▸ **Work order 1**: In the article on surgery guidance during COVID-19, on what date was the "Roadmap for Maintaining Essential Surgery During COVID-19 Pandemic" released?
▸ **Work order 2**: Reproduce the article on surgery guidance during COVID-19 word for word from "- The guidance" to "updated national guidance.".
▸ **Work order 3**: Write the next part of the article on surgery guidance during COVID-19, picking up after its last sentence.
##### Passage shown
The American Society of Anesthesiologists and other organizations updated their guidance about surgeries during the COVID-19 crisis.
- The revised guidance does not recommend a second nationwide shutdown of elective surgeries in the event of another viral wave this fall or winter.
- The guidance asks healthcare providers and governments to engage in more cooperation as the pandemic continues and as surges in hospitalization occur.
- Healthcare capacity should match community prevalence of disease.
It might have been the best decision to pause elective surgeries across the nation when the COVID-19 pandemic began earlier this year. However, that may not be the best tactic if another major viral wave strikes this fall or winter, according to updated national guidance.
“There was a total shutdown earlier this year. Our learning from that was we would not do that going forward,” says Linda Groah, MSN, RN, CNOR, NEA-BC, FAAN, chief executive officer and executive director of the Association of periOperative Registered Nurses (AORN). “Hospitals and ambulatory surgery centers [ASCs] have learned they can keep doing surgeries, but they have to be very thoughtful about it.”
AORN, along with the American College of Surgeons, the American Society of Anesthesiologists, and the American Hospital Association, released the “Roadmap for Maintaining Essential Surgery During COVID-19 Pandemic,” on Aug. 10. The guide was built on lessons learned throughout 2020 and includes decision-making guidance as surgeons plan for the months ahead.
When COVID-19 was pummeling the United States in March, it was clear the federal government was unprepared, based on the lack of available ventilators and personal protective equipment. Thus, it was important to pause elective procedures to conserve precious medical equipment, treatment space, and staff. Further, ambulatory surgery centers adjusted to slower business by closing altogether or using a combination of cutting hours, staff, and/or procedures.
“The good part about that decision was it helped us with the supply chains, which were very fragile,” says Mary Dale Peterson, MD, MSHCA, FACHE, FASA, president of the American Society of Anesthesiologists.
The updated guidance stresses the importance of regional cooperation in addressing patient capacity and supply chain issues. “Working within the region is really important, as opposed to being isolated,” Groah says. “We need to know what’s going on in the region so resources can be shared, including personal protective equipment.”
##########
##### Record set
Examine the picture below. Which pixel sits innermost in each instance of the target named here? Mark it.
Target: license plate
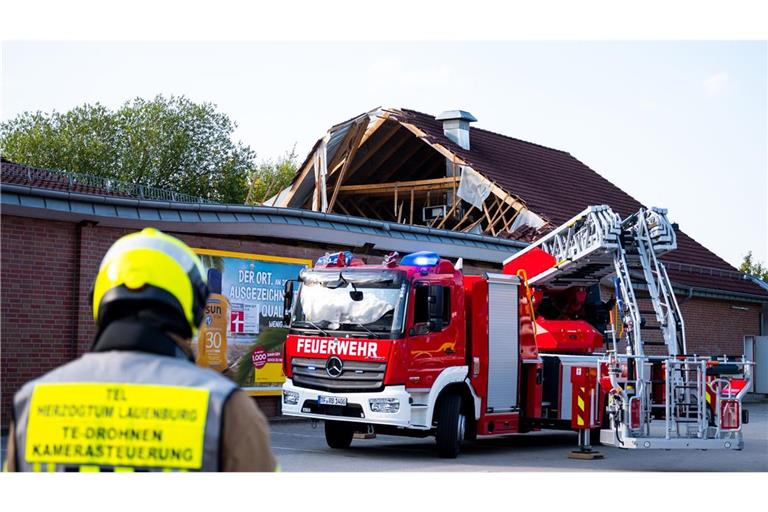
(331, 400)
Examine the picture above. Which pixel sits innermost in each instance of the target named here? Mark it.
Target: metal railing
(75, 182)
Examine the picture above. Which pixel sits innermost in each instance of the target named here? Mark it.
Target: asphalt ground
(301, 448)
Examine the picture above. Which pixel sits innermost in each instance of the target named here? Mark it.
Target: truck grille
(356, 375)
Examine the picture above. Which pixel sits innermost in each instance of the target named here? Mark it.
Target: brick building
(57, 226)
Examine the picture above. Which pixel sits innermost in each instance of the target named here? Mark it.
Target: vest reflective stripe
(129, 368)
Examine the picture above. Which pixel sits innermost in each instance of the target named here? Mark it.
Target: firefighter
(137, 401)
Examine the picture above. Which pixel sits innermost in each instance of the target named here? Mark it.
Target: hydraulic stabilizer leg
(585, 451)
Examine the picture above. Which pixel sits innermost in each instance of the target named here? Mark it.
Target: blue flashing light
(332, 259)
(421, 259)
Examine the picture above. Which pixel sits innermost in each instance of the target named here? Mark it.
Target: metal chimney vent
(456, 126)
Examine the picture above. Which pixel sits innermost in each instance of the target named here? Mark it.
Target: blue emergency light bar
(332, 259)
(421, 259)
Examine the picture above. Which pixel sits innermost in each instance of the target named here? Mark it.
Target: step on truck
(414, 347)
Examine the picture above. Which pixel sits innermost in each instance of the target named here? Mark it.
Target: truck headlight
(290, 397)
(390, 405)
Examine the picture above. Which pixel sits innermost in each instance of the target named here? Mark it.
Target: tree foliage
(167, 142)
(753, 267)
(270, 177)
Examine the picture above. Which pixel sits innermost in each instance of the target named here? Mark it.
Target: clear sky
(678, 125)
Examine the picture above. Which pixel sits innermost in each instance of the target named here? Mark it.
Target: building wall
(48, 268)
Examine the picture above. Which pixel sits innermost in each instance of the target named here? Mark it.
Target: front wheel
(338, 434)
(451, 426)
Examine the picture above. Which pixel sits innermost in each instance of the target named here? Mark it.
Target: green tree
(270, 177)
(752, 267)
(167, 142)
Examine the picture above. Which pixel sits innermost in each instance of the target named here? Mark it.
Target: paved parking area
(300, 447)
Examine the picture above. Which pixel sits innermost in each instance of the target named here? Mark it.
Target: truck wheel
(451, 425)
(338, 434)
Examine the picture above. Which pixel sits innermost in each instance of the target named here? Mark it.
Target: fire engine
(415, 347)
##########
▸ **Answer section 1**: Aug. 10

▸ **Answer section 2**:
- The guidance asks healthcare providers and governments to engage in more cooperation as the pandemic continues and as surges in hospitalization occur.
- Healthcare capacity should match community prevalence of disease.
It might have been the best decision to pause elective surgeries across the nation when the COVID-19 pandemic began earlier this year. However, that may not be the best tactic if another major viral wave strikes this fall or winter, according to updated national guidance.

▸ **Answer section 3**:
The lack of cooperation contributed to hospital bottlenecks during the early days of the crisis, Peterson notes. “Two hours away from New York City, there were hospitals that were not hit hard with COVID patients. They were half empty and had furloughed half their staff,” she explains.
If regional governments and hospital systems had cooperated, then New York City hospitals might have been able to transport some of their COVID-19 patients to other facilities, reducing the burden on the city’s overwhelmed hospitals.
“In Texas, we automatically do that, maybe because we’ve been hit with so many disasters,” says Peterson, who serves as the executive vice president and chief operating officer at Driscoll Health System of Corpus Christi. “We have local, state, and regional cooperation.”
The guidance suggests facilities consider taking various actions, including:
- “Local, state, and regional cooperation with public health authorities and state hospital associations for effective management of resources and optimal care for patients in the region”;
- “Any provision of essential surgery should be authorized by the appropriate municipal, county, and state health authorities”;
- “Healthcare capacity should match community prevalence of disease.”
The collaboration extends to partnering with medical supply and device vendors. “They’re great resources to help find out where somebody might have an excess amount, and we can share those resources,” Groah says.